— Selected excerpt —
·····

Description
Laura’s PhD project evolves around the African Swine Fever pandemic in Brandenburg (North-Eastern Germany). On September 10, 2020, the first African Swine Fever (ASF) infected wild boar was confirmed in Germany (Brandenburg). The ASF virus infects wild boars and domestic pigs and causes a viral haemorrhagic fever. In response to the outbreak a range of biosafety measures have been established, such as the establishment of risk zones. These measures take the form of scientifically informed protocols and authoritative directives that need to be put into practice by local authorities, inhabitants, farmers and hunters. Most measurements aim at (re)gaining control over the (wild, invisible) virus by cutting off possible relations the virus might establish.
In this project Laura asks how the ASF outbreak is experienced by various actors who are affected by the outbreak of the virus or by the biosafety measures that it activated. How is the virus encountered? How is it made visible? Which logics inform the biosafety measures and how do they materialize? How are these measures contested when put into practice by local actors? How are human-wild boar relations changing? Whom and what does the ASF activate, which discourses does it fuel/make visible?
Laura pays particular attention to hunters, as they perceive themselves as the actors responsible for managing healthy wild boar populations. How do they know wild boars? What does caring for wild boars (in the context of the ASF pandemic) mean to them? How does the virus impact hunting practices and debates? The knowledge and expertise of hunters is required to fight the spread of the virus, but it is also contested, and sometimes at odds with the administrative measurements that the veterinary and hunting authorities implement.

·····

— Supplied data —

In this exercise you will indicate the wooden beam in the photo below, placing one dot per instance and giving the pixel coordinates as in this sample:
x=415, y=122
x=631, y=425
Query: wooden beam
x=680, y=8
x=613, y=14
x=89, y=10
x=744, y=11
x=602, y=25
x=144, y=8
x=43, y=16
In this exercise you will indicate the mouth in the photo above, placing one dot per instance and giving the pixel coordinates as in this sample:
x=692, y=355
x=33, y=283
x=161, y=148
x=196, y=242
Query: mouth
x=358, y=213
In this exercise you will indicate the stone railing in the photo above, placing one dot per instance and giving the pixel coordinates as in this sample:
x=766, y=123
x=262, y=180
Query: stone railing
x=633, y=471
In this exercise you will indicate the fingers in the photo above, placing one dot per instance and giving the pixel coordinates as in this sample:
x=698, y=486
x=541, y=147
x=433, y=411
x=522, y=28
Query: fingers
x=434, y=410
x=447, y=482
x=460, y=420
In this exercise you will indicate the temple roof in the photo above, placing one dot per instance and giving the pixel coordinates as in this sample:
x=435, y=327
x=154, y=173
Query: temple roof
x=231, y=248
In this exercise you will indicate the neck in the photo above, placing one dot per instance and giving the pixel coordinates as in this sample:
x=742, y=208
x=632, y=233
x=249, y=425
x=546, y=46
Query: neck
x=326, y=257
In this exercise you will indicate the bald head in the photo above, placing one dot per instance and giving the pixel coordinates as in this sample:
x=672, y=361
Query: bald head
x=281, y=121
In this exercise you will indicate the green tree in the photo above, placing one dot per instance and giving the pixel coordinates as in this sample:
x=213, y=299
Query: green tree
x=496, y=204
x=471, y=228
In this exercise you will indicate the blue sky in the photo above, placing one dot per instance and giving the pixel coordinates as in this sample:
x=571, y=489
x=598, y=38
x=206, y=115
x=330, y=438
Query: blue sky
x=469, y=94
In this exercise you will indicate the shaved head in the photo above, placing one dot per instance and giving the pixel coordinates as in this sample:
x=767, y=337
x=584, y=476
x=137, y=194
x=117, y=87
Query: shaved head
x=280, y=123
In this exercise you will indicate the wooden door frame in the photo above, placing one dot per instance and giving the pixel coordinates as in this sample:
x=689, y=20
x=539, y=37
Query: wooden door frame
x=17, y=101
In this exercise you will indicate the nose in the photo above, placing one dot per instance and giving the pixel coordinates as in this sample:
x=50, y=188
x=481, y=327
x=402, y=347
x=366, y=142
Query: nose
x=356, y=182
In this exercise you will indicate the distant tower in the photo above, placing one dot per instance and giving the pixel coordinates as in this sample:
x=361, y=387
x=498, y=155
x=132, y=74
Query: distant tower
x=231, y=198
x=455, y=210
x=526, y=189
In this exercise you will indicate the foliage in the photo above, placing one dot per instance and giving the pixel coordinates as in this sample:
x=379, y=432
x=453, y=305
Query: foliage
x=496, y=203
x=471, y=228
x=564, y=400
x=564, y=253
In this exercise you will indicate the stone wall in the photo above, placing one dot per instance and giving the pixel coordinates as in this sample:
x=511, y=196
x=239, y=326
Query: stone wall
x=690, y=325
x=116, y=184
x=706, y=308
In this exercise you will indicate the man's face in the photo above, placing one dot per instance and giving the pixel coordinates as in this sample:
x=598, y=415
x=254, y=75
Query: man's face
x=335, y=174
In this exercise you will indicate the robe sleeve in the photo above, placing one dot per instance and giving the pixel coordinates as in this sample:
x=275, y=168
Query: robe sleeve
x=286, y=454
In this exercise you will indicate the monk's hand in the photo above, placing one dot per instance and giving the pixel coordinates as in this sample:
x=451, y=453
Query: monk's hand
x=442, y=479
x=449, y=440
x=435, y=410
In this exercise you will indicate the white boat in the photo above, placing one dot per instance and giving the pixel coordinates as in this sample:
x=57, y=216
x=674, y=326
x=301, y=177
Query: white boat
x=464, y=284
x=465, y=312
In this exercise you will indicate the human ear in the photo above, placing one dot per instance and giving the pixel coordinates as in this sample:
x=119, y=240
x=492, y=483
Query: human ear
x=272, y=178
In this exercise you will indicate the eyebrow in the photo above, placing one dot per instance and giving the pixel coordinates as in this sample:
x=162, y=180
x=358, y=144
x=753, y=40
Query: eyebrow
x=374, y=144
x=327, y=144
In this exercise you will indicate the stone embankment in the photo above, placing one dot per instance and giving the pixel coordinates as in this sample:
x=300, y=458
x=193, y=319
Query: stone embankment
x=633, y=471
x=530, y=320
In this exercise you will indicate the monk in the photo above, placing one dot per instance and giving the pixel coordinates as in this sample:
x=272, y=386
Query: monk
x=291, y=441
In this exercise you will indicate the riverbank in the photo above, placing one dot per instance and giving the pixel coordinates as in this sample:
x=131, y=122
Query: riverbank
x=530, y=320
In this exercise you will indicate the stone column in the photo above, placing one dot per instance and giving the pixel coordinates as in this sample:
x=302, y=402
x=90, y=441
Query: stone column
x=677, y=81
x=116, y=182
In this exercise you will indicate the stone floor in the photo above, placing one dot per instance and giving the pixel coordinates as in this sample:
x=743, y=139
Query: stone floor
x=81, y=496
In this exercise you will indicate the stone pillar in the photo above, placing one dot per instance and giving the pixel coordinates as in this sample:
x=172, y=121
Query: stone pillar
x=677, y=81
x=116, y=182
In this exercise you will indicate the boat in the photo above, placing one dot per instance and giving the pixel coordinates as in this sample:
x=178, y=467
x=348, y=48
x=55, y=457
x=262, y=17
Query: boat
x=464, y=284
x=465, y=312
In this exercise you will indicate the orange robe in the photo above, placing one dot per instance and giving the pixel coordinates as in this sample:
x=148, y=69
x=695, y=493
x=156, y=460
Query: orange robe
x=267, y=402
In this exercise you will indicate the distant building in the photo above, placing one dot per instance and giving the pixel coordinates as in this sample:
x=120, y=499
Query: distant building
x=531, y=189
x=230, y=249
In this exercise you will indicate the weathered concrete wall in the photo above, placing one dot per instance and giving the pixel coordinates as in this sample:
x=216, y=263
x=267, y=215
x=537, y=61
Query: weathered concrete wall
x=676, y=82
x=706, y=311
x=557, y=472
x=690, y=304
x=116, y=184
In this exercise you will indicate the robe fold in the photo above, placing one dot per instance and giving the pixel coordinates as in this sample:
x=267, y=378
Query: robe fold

·····

— Brief 1 —
According to the project description, on what date was the first wild boar infected with African Swine Fever confirmed in Germany?
— Brief 2 —
For each statement, say whether it agrees with the project description and quote the words that decide it.
(a) The ASF virus infects only wild boars.
(b) Hunters see themselves as responsible for managing healthy wild boar populations.
(c) The knowledge of hunters never conflicts with the measures set by the veterinary and hunting authorities.

— Exercise solution 1 —
September 10, 2020

— Exercise solution 2 —
(a) No: "The ASF virus infects wild boars and domestic pigs"
(b) Yes: "they perceive themselves as the actors responsible for managing healthy wild boar populations"
(c) No: "sometimes at odds with the administrative measurements that the veterinary and hunting authorities implement"